■ Task to carry out ■
Please copy the following material word for word.

---------- Listed records ----------

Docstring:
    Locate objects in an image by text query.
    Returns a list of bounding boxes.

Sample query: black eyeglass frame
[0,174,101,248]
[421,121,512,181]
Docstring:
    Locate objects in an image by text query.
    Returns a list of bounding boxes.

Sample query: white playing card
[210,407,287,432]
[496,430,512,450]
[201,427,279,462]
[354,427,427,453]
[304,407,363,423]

----------

■ Answer to the task ■
Docstring:
    Locate objects in an image by text query.
    Returns a list of bounding boxes.

Sample query: black eyeglass frame
[0,174,101,248]
[421,121,512,181]
Docstring:
    Locate objects in an image by text query.
    Returns a list of bounding boxes.

Sample query: white playing card
[210,407,287,432]
[496,430,512,450]
[201,427,279,462]
[354,427,427,453]
[304,407,363,423]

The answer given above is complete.